[Task brief]: Find every line in the data below that contains the string "instance" with matching case, and copy each one.

[Dataset extract]:
· · ·
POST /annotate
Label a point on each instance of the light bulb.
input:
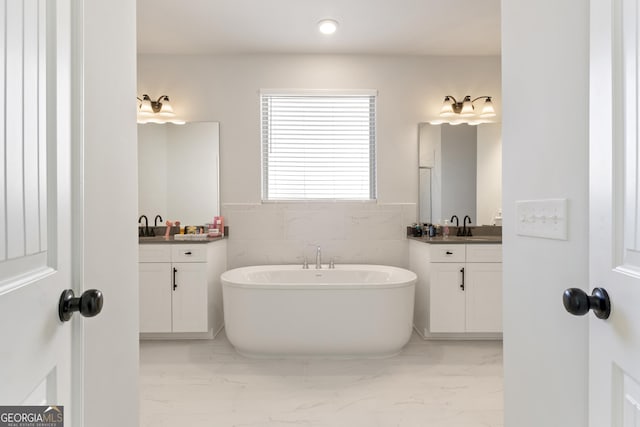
· · ·
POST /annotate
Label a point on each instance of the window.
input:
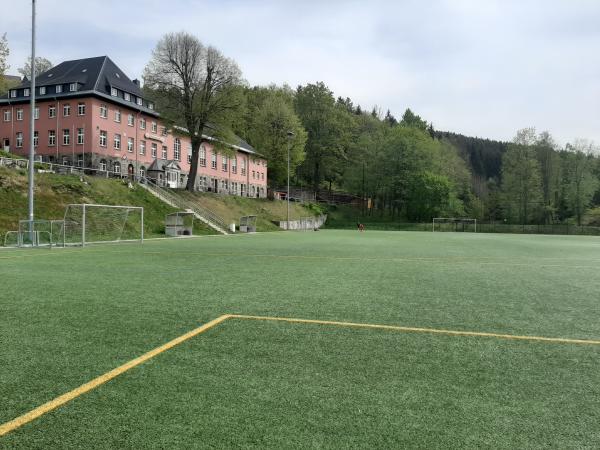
· · ·
[Exercise answer]:
Label a point on each instance of the light bulb.
Label a point on each instance of the window.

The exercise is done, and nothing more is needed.